▶ _Study text_
————————

Some already have ideas.
Brian Keeling, a doctoral student in anthropology, teaches an online summer course about human origins. He’s interested in creating animations that help students visualize and better understand concepts they encounter in class. To that end, he has taught himself several Adobe programs, but would like to take his skills to the next level, he said. He’s intrigued by the possibilities of TikTok as well.
“I’ve been teaching for a long time (since the last millennium!), and the world has changed quite a bit in that time. It has been important to me over the years to update my teaching methods to keep up with the changing world,” reflected Associate Professor of Italian and Medieval Studies Dana Stewart. “I’m looking forward to acquiring some new pedagogical tools that will help me update my approaches in the classroom.”
Some of her classes center on medieval and Renaissance Italian literature, which can initially seem remote to students. Digital storytelling projects can give students new, hands-on ways to engage with the material on their own terms.

————————

▶ _Dataset content_
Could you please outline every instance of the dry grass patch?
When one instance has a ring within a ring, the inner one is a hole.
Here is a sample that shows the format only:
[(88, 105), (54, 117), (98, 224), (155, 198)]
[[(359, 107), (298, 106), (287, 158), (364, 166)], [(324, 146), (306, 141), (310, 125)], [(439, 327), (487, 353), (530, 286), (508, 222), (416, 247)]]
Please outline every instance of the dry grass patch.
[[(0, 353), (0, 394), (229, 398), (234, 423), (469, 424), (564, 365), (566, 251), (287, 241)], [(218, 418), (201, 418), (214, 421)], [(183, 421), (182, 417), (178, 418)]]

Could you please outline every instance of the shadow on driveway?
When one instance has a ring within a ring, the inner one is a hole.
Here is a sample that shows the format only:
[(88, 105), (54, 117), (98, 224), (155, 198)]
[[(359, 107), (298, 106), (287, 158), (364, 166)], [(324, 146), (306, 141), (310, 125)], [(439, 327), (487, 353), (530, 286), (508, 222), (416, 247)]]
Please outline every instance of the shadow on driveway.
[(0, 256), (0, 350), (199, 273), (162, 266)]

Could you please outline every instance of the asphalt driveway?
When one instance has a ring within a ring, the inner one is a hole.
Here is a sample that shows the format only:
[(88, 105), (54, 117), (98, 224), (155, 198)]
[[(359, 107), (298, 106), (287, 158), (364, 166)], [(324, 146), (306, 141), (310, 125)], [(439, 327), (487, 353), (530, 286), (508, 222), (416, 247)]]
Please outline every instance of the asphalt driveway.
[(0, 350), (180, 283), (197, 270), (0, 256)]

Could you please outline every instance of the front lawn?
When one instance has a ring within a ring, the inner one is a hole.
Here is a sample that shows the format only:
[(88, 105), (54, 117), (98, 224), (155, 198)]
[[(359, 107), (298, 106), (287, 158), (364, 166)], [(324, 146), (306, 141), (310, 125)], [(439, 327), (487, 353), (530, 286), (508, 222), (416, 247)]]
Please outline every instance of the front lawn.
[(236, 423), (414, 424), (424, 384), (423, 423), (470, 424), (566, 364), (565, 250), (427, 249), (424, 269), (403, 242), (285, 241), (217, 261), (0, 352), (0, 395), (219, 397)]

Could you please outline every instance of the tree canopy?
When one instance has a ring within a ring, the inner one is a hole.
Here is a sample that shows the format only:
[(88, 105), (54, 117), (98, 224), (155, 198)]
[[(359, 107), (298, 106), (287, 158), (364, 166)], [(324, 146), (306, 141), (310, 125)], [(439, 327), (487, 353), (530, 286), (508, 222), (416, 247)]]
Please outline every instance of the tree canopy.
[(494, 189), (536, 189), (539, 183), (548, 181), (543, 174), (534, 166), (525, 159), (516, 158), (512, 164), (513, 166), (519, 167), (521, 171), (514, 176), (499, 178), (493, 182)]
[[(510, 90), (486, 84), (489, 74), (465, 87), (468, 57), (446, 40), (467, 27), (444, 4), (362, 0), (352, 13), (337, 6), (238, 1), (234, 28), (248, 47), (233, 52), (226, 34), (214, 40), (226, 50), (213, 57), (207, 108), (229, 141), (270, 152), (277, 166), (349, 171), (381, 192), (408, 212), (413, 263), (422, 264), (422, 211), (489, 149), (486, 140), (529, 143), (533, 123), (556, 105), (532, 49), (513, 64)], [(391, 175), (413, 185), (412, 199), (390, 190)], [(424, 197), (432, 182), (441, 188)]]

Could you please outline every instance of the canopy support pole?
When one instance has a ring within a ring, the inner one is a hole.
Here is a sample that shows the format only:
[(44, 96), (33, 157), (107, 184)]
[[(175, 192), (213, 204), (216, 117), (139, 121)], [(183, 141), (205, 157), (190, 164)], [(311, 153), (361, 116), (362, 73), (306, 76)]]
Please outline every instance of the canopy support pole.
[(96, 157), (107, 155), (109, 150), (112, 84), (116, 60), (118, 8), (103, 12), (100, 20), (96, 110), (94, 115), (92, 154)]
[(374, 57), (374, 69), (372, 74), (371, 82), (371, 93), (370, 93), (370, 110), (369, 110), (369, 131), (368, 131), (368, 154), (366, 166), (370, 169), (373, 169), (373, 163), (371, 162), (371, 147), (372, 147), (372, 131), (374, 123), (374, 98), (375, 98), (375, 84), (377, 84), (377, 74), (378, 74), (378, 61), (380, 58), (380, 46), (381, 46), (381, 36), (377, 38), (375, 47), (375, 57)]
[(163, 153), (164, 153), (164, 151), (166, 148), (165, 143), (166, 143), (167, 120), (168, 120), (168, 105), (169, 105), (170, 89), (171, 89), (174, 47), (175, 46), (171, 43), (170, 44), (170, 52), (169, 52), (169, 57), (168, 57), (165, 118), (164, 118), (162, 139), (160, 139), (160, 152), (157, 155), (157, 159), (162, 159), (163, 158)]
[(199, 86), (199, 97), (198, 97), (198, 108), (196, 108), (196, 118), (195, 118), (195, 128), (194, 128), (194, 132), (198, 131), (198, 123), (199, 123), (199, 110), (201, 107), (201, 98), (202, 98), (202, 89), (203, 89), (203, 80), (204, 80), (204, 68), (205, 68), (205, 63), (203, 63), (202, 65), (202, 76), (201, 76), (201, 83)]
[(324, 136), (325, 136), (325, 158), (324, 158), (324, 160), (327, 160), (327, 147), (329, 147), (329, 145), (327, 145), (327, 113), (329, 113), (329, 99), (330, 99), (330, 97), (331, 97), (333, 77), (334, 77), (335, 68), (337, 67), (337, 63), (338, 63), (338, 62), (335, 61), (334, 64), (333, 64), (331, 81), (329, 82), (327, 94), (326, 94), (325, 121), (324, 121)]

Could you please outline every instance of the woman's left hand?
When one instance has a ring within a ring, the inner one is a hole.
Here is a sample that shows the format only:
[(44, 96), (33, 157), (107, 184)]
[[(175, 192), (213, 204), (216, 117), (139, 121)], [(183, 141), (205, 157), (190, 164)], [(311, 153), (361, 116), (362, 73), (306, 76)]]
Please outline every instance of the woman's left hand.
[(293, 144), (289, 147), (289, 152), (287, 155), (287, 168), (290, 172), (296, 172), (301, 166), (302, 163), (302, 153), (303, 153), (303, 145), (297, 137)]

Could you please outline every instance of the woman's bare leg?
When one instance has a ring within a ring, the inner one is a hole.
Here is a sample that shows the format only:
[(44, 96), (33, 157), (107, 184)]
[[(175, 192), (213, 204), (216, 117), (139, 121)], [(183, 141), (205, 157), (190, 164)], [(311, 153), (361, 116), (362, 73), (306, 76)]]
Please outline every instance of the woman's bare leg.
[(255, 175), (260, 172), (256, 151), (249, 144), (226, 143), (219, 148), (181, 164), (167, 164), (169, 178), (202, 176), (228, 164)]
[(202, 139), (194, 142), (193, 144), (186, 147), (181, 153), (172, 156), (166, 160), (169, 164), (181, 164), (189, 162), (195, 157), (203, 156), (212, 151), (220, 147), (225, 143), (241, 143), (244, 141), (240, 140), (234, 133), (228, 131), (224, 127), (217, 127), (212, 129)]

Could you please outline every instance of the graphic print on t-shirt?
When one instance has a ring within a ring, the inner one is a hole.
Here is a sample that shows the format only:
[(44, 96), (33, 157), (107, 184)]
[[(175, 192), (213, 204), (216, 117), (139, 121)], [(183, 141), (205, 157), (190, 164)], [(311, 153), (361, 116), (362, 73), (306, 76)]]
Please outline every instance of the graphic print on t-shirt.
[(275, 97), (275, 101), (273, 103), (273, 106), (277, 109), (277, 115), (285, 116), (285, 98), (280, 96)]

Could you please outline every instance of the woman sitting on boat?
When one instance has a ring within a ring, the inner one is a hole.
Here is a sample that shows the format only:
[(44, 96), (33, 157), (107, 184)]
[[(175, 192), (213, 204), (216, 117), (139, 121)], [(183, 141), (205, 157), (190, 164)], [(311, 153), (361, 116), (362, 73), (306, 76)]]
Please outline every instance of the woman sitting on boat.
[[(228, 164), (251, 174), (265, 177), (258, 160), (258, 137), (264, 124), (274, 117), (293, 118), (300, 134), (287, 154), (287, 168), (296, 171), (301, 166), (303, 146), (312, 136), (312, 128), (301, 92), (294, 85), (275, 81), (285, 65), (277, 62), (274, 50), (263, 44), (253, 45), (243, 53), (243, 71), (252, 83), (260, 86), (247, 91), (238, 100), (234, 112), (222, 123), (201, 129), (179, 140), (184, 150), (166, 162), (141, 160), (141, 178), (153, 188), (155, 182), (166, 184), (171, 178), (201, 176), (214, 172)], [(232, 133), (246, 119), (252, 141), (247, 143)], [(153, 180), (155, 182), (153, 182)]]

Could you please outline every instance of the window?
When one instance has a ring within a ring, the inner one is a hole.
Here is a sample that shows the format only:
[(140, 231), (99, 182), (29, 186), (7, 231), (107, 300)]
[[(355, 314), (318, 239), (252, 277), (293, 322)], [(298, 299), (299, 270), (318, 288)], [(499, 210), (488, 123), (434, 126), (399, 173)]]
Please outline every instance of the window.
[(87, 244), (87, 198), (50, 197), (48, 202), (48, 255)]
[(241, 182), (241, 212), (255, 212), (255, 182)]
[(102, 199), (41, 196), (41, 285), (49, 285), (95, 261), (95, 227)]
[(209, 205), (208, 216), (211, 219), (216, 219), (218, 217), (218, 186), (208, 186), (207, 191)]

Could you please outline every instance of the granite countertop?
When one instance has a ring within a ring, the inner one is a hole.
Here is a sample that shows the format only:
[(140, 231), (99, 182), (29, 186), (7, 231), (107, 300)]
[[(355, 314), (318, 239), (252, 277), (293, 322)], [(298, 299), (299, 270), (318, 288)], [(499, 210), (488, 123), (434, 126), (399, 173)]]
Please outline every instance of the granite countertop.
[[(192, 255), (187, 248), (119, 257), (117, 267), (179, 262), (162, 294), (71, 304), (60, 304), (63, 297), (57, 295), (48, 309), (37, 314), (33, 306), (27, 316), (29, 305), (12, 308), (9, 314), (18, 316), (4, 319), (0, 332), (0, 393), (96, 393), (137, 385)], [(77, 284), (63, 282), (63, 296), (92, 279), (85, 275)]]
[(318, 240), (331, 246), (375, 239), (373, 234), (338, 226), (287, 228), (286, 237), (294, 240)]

————————

▶ _What you are asked to do_
Reproduce the full passage about instructors updating their teaching methods, word for word.

▶ _Solution for this problem_
Some already have ideas.
Brian Keeling, a doctoral student in anthropology, teaches an online summer course about human origins. He’s interested in creating animations that help students visualize and better understand concepts they encounter in class. To that end, he has taught himself several Adobe programs, but would like to take his skills to the next level, he said. He’s intrigued by the possibilities of TikTok as well.
“I’ve been teaching for a long time (since the last millennium!), and the world has changed quite a bit in that time. It has been important to me over the years to update my teaching methods to keep up with the changing world,” reflected Associate Professor of Italian and Medieval Studies Dana Stewart. “I’m looking forward to acquiring some new pedagogical tools that will help me update my approaches in the classroom.”
Some of her classes center on medieval and Renaissance Italian literature, which can initially seem remote to students. Digital storytelling projects can give students new, hands-on ways to engage with the material on their own terms.